- Exercise objective
Write out the rows from the line with "identifies the spruce" to the line with "277, 253, 286]]", both lines included, without changing a character.
┄┄┄┄┄┄
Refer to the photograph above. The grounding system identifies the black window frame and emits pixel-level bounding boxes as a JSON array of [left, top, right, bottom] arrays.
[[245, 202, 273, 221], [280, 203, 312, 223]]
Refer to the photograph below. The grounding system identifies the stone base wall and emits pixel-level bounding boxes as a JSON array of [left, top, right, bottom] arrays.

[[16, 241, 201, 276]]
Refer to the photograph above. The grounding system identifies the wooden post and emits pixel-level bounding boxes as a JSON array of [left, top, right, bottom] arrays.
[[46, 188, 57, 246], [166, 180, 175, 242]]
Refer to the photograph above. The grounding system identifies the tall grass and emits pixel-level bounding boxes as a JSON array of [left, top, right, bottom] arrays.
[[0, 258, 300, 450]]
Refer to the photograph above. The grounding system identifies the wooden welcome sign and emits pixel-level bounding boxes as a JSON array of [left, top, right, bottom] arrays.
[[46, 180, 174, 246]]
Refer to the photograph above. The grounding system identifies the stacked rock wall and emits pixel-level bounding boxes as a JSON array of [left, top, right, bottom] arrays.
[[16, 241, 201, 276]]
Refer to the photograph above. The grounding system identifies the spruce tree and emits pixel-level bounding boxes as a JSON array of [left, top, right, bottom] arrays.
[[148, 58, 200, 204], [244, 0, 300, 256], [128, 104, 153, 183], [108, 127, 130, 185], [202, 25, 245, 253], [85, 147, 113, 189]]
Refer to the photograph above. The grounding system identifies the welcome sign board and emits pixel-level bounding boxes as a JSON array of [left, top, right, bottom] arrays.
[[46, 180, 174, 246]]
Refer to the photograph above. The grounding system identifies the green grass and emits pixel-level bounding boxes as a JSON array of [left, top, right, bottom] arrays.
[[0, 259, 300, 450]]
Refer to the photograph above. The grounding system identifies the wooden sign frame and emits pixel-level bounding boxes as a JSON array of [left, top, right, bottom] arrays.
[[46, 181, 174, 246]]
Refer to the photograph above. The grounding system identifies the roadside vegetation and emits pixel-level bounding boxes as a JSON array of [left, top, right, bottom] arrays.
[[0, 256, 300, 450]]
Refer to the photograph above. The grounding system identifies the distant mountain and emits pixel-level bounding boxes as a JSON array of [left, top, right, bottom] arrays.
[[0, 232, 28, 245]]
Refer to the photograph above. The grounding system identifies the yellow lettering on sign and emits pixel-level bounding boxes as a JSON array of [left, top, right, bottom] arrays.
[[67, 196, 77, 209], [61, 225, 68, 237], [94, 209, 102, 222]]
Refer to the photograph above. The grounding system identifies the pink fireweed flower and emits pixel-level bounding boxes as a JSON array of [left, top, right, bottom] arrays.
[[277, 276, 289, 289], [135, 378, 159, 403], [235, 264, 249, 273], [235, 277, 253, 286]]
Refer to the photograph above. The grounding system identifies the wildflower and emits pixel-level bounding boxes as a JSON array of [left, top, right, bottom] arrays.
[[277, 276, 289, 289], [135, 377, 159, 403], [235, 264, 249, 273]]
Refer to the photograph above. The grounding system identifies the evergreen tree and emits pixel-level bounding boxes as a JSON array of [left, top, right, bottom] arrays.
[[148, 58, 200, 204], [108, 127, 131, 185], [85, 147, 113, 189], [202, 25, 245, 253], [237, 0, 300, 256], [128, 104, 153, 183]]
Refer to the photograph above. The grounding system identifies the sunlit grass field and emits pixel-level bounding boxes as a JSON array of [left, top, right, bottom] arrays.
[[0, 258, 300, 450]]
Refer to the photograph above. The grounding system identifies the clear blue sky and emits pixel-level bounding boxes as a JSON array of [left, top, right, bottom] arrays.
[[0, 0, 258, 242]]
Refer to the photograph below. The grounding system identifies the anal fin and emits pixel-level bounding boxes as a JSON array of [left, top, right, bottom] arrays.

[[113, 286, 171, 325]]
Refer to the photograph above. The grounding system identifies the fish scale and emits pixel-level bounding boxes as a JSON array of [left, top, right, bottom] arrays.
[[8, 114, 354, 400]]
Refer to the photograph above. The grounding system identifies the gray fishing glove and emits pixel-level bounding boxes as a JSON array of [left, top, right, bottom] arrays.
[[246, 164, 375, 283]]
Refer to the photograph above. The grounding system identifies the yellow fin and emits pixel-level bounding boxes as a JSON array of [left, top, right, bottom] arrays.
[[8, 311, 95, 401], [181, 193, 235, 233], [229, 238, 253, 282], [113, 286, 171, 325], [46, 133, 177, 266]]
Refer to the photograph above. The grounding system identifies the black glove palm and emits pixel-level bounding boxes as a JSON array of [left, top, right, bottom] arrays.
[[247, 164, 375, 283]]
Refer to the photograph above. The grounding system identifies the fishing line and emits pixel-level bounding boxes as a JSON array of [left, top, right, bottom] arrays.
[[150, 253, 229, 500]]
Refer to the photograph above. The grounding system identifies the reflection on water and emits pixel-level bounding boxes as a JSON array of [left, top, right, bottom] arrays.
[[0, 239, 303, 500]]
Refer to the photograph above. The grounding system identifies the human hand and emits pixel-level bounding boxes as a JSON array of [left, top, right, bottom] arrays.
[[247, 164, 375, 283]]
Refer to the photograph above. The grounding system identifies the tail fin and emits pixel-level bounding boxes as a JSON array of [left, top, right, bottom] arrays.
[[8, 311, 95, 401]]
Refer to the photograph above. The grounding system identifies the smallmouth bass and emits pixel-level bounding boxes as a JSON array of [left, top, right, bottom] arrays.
┄┄┄┄┄┄
- Response
Refer to the photograph above. The grounding system identifies the spruce tree and emits pixel-level bounding boxes as a JSON array of [left, top, right, bottom] arrays.
[[148, 58, 200, 204], [244, 0, 300, 256], [128, 104, 153, 183], [108, 127, 130, 185], [202, 25, 245, 253], [85, 147, 113, 189]]
Refer to the photograph above. The grounding system identifies the welcome sign board and emits pixel-level bounding boxes as a JSON array of [left, top, right, bottom] arrays.
[[46, 180, 174, 246]]
Refer to the photograph above. The grounding system identifies the green grass and emits pixel-level bounding boxes as a JSON array of [left, top, right, bottom] arrays.
[[0, 259, 300, 450]]
Refer to the photograph above. The grounding system identifies the wooden sign frame and emits pixel-level bounding boxes as a JSON array of [left, top, right, bottom] arrays.
[[46, 181, 174, 246]]
Refer to the photograph above. The grounding system identifies the roadside vegetation and emits pixel-level bounding boxes as a JSON array of [left, top, right, bottom] arrays.
[[0, 256, 300, 450]]
Refer to the photograph above. The grounding system identifies the distant mountain and emits pixel-level bounding boxes as a JSON array of [left, top, right, bottom] arrays.
[[0, 232, 28, 245]]
Refer to the photograph above. The grounding system identifies the yellow lettering on sign and emits pixel-level bounding boxes as a JSON array of [left, top, right, bottom] arrays.
[[67, 196, 77, 209], [61, 225, 68, 237], [94, 209, 102, 222]]
Refer to the photograph above. The grounding system identifies the pink fireweed flower and emits pixel-level bounding boxes as a JSON array of [left, top, right, bottom] arrays.
[[277, 276, 289, 289], [135, 378, 159, 403], [235, 264, 249, 273], [235, 277, 253, 286]]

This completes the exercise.